**Exercise aim**
Copy out all the entries below, swapping every "rough mask" for "coarse mask" and changing nothing else. Leave the pictures out.

**Dataset entries**
Content starts
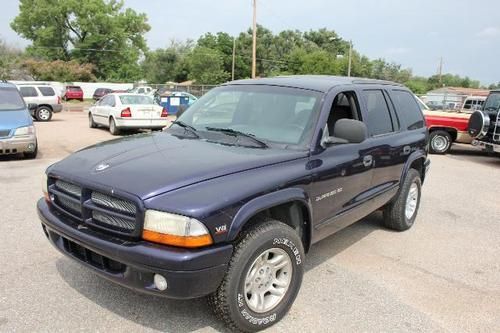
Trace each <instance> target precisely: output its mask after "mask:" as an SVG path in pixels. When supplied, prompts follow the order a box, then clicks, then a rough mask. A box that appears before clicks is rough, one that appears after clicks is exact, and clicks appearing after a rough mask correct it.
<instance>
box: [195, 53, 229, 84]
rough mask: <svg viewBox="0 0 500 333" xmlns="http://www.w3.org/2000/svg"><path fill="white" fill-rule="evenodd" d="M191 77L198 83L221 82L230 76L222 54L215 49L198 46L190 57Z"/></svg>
mask: <svg viewBox="0 0 500 333" xmlns="http://www.w3.org/2000/svg"><path fill="white" fill-rule="evenodd" d="M188 63H189V68H190V74H189V78H190V79H191V80H195V81H196V83H198V84H219V83H223V82H225V81H227V80H229V78H230V74H229V73H228V72H226V71H225V70H224V62H223V59H222V55H221V54H220V53H219V52H218V51H216V50H213V49H210V48H207V47H203V46H198V47H196V48H195V49H194V50H193V52H192V53H191V54H190V55H189V58H188Z"/></svg>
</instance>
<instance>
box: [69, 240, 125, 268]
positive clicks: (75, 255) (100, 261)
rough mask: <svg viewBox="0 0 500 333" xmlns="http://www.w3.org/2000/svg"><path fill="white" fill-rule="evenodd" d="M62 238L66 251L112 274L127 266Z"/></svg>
mask: <svg viewBox="0 0 500 333" xmlns="http://www.w3.org/2000/svg"><path fill="white" fill-rule="evenodd" d="M62 239H63V245H64V249H65V250H66V252H68V253H69V254H71V255H72V256H73V257H75V258H77V259H79V260H81V261H83V262H86V263H87V264H90V265H92V266H94V267H95V268H98V269H100V270H102V271H105V272H109V273H112V274H119V273H123V272H125V269H126V268H127V266H126V265H125V264H122V263H121V262H118V261H116V260H113V259H111V258H108V257H105V256H102V255H100V254H98V253H96V252H94V251H92V250H89V249H87V248H85V247H83V246H81V245H80V244H77V243H75V242H72V241H70V240H69V239H67V238H64V237H63V238H62Z"/></svg>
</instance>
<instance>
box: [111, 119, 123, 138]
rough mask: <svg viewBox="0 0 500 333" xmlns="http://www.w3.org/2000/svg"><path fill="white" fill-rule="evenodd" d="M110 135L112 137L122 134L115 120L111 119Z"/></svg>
mask: <svg viewBox="0 0 500 333" xmlns="http://www.w3.org/2000/svg"><path fill="white" fill-rule="evenodd" d="M109 133H111V135H119V134H120V129H119V128H118V127H116V123H115V120H114V119H113V118H110V119H109Z"/></svg>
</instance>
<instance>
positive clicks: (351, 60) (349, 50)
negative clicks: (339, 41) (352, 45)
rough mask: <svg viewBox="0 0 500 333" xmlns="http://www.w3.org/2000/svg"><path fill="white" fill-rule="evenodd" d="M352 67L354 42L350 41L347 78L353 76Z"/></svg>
mask: <svg viewBox="0 0 500 333" xmlns="http://www.w3.org/2000/svg"><path fill="white" fill-rule="evenodd" d="M351 65H352V40H350V41H349V66H348V67H347V76H351Z"/></svg>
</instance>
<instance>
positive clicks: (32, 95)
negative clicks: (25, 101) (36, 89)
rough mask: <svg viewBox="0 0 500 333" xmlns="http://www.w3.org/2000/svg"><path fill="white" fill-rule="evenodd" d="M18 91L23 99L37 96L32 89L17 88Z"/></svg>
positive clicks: (27, 88) (32, 87)
mask: <svg viewBox="0 0 500 333" xmlns="http://www.w3.org/2000/svg"><path fill="white" fill-rule="evenodd" d="M19 91H20V92H21V95H22V96H23V97H36V96H38V93H37V92H36V89H35V88H34V87H21V88H19Z"/></svg>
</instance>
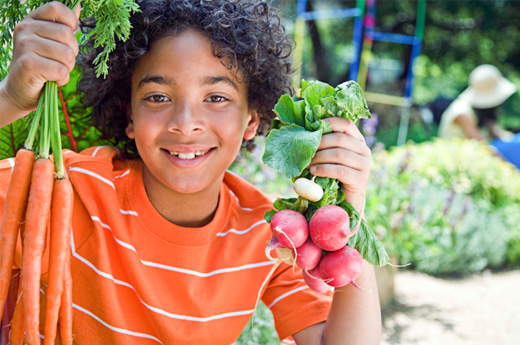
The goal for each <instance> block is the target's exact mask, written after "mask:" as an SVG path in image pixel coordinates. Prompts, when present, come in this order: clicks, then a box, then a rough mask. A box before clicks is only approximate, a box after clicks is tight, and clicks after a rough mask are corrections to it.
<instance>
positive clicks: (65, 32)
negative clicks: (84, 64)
mask: <svg viewBox="0 0 520 345" xmlns="http://www.w3.org/2000/svg"><path fill="white" fill-rule="evenodd" d="M24 25H25V26H28V25H30V30H29V29H28V30H25V31H24ZM16 34H17V35H16V36H15V48H17V49H18V50H20V51H22V52H29V51H34V53H36V54H37V55H39V56H41V57H44V58H48V59H51V60H55V61H57V62H60V63H63V64H64V65H65V66H66V67H68V69H69V71H70V70H72V68H73V67H74V63H75V59H76V56H77V54H78V51H79V48H78V42H77V40H76V37H75V35H74V32H73V31H72V30H71V29H70V28H69V27H68V26H66V25H64V24H60V23H52V24H50V23H47V22H43V21H33V22H32V23H30V24H22V25H21V26H18V27H17V32H16Z"/></svg>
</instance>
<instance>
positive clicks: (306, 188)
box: [294, 177, 323, 201]
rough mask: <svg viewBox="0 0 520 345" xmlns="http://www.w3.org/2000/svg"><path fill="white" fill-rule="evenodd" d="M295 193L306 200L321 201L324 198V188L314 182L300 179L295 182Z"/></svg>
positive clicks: (307, 179)
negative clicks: (297, 194)
mask: <svg viewBox="0 0 520 345" xmlns="http://www.w3.org/2000/svg"><path fill="white" fill-rule="evenodd" d="M294 191H295V192H296V194H298V195H299V196H301V197H302V198H304V199H307V200H310V201H319V200H321V198H322V197H323V188H321V186H320V185H319V184H317V183H316V182H314V181H313V180H309V179H306V178H304V177H300V178H299V179H297V180H296V181H294Z"/></svg>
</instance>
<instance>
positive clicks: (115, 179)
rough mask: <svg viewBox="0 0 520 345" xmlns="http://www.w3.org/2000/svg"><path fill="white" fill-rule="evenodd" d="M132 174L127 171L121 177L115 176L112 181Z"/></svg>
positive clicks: (120, 176)
mask: <svg viewBox="0 0 520 345" xmlns="http://www.w3.org/2000/svg"><path fill="white" fill-rule="evenodd" d="M129 173H130V169H127V170H126V171H125V172H124V173H122V174H121V175H117V176H114V177H112V180H117V179H118V178H121V177H124V176H126V175H128V174H129Z"/></svg>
Content ends
**Problem solution**
Trace each <instance> target precisely: output its mask after "mask:" as an SVG path in pixels. When supplied, prompts follow the order a box, then clicks, then a coarse mask. A box that appears before clicks is rough, one that appears after clicks is exact, and clicks appearing after a coarse mask correct it.
<instance>
box: [195, 53, 229, 84]
coarse mask: <svg viewBox="0 0 500 333" xmlns="http://www.w3.org/2000/svg"><path fill="white" fill-rule="evenodd" d="M191 77L198 83L221 82L230 76L222 54L215 49L198 46L190 57Z"/></svg>
mask: <svg viewBox="0 0 500 333" xmlns="http://www.w3.org/2000/svg"><path fill="white" fill-rule="evenodd" d="M188 63H189V68H190V74H189V78H190V79H191V80H195V81H196V83H198V84H219V83H223V82H225V81H227V80H229V78H230V74H229V73H228V72H226V71H225V70H224V62H223V59H222V55H221V54H220V53H219V52H218V51H216V50H213V49H210V48H207V47H203V46H198V47H196V48H195V49H194V50H193V52H192V53H191V54H190V55H189V58H188Z"/></svg>
</instance>
<instance>
box: [69, 240, 125, 268]
positive clicks: (75, 255) (100, 261)
coarse mask: <svg viewBox="0 0 500 333" xmlns="http://www.w3.org/2000/svg"><path fill="white" fill-rule="evenodd" d="M62 238L66 251L112 274L127 266Z"/></svg>
mask: <svg viewBox="0 0 500 333" xmlns="http://www.w3.org/2000/svg"><path fill="white" fill-rule="evenodd" d="M62 239H63V245H64V249H65V250H66V252H68V253H69V254H71V255H72V256H73V257H75V258H77V259H79V260H81V261H83V262H86V263H87V264H90V265H92V266H94V267H95V268H98V269H100V270H102V271H105V272H109V273H112V274H119V273H123V272H125V269H126V268H127V266H126V265H125V264H122V263H121V262H118V261H116V260H113V259H111V258H108V257H105V256H102V255H100V254H98V253H96V252H94V251H92V250H89V249H87V248H85V247H83V246H81V245H80V244H77V243H75V242H72V241H70V240H69V239H67V238H64V237H63V238H62Z"/></svg>
</instance>
<instance>
box: [111, 119, 123, 138]
coarse mask: <svg viewBox="0 0 500 333" xmlns="http://www.w3.org/2000/svg"><path fill="white" fill-rule="evenodd" d="M110 135L112 137L122 134L115 120L111 119Z"/></svg>
mask: <svg viewBox="0 0 500 333" xmlns="http://www.w3.org/2000/svg"><path fill="white" fill-rule="evenodd" d="M109 133H111V135H119V134H120V129H119V128H118V127H116V123H115V120H114V119H113V118H110V119H109Z"/></svg>
</instance>
<instance>
positive clicks: (351, 60) (349, 50)
negative clicks: (339, 41) (352, 45)
coarse mask: <svg viewBox="0 0 500 333" xmlns="http://www.w3.org/2000/svg"><path fill="white" fill-rule="evenodd" d="M352 67L354 42L350 41L347 78L353 76Z"/></svg>
mask: <svg viewBox="0 0 500 333" xmlns="http://www.w3.org/2000/svg"><path fill="white" fill-rule="evenodd" d="M351 65H352V40H350V41H349V66H348V67H347V76H351Z"/></svg>
</instance>
<instance>
positive clicks: (32, 95)
negative clicks: (25, 101) (36, 89)
coarse mask: <svg viewBox="0 0 500 333" xmlns="http://www.w3.org/2000/svg"><path fill="white" fill-rule="evenodd" d="M18 91L23 99L37 96L32 89L17 88Z"/></svg>
positive clicks: (27, 88) (32, 87)
mask: <svg viewBox="0 0 500 333" xmlns="http://www.w3.org/2000/svg"><path fill="white" fill-rule="evenodd" d="M19 91H20V92H21V95H22V96H23V97H36V96H38V93H37V92H36V89H35V88H34V87H21V88H19Z"/></svg>
</instance>
The goal for each <instance> block is the target's exact mask, written after "mask:" as an SVG path in image pixel coordinates. Prompts, when present, come in this order: clicks, then a box, then a coarse mask. A box before clicks is only approximate, a box after clicks is tight, and clicks after a coarse mask are corrections to it.
<instance>
positive clicks: (65, 32)
negative clicks: (84, 64)
mask: <svg viewBox="0 0 520 345" xmlns="http://www.w3.org/2000/svg"><path fill="white" fill-rule="evenodd" d="M24 25H25V26H28V25H30V30H29V29H28V30H25V31H24ZM16 34H17V35H16V36H15V48H17V49H18V50H20V51H22V52H29V51H34V53H36V54H37V55H39V56H41V57H44V58H48V59H51V60H55V61H57V62H60V63H63V64H64V65H65V66H66V67H68V69H69V71H70V70H72V68H73V67H74V63H75V59H76V56H77V54H78V51H79V48H78V42H77V40H76V37H75V35H74V32H73V31H72V30H71V29H70V28H69V27H68V26H66V25H64V24H60V23H52V24H50V23H47V22H43V21H33V22H32V23H30V24H22V25H21V26H18V27H17V32H16Z"/></svg>
</instance>
<instance>
positive clicks: (306, 188)
box: [294, 177, 323, 201]
coarse mask: <svg viewBox="0 0 520 345" xmlns="http://www.w3.org/2000/svg"><path fill="white" fill-rule="evenodd" d="M295 193L306 200L321 201L324 198V188L314 182L300 179L295 182Z"/></svg>
positive clicks: (307, 179)
negative clicks: (297, 194)
mask: <svg viewBox="0 0 520 345" xmlns="http://www.w3.org/2000/svg"><path fill="white" fill-rule="evenodd" d="M294 191H295V192H296V194H298V195H299V196H301V197H302V198H304V199H307V200H310V201H319V200H321V198H322V197H323V188H321V186H320V185H319V184H317V183H316V182H314V181H313V180H309V179H306V178H304V177H300V178H299V179H297V180H296V181H294Z"/></svg>
</instance>
<instance>
positive clicks: (115, 179)
coarse mask: <svg viewBox="0 0 520 345" xmlns="http://www.w3.org/2000/svg"><path fill="white" fill-rule="evenodd" d="M132 174L127 171L121 177L115 176L112 181Z"/></svg>
positive clicks: (120, 176)
mask: <svg viewBox="0 0 520 345" xmlns="http://www.w3.org/2000/svg"><path fill="white" fill-rule="evenodd" d="M129 173H130V169H127V170H126V171H125V172H124V173H122V174H121V175H117V176H114V177H112V180H117V179H118V178H121V177H124V176H126V175H128V174H129Z"/></svg>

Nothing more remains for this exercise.